Pointing records:
━━━━━━━━
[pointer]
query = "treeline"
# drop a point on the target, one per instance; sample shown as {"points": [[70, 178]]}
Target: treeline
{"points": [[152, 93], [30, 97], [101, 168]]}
━━━━━━━━
Copy out the full set of records precisely, leaving nothing out.

## THE SOLUTION
[pointer]
query = "treeline"
# drop a point on the target, one per instance; sample shown as {"points": [[70, 178]]}
Target: treeline
{"points": [[152, 93], [30, 97], [101, 168]]}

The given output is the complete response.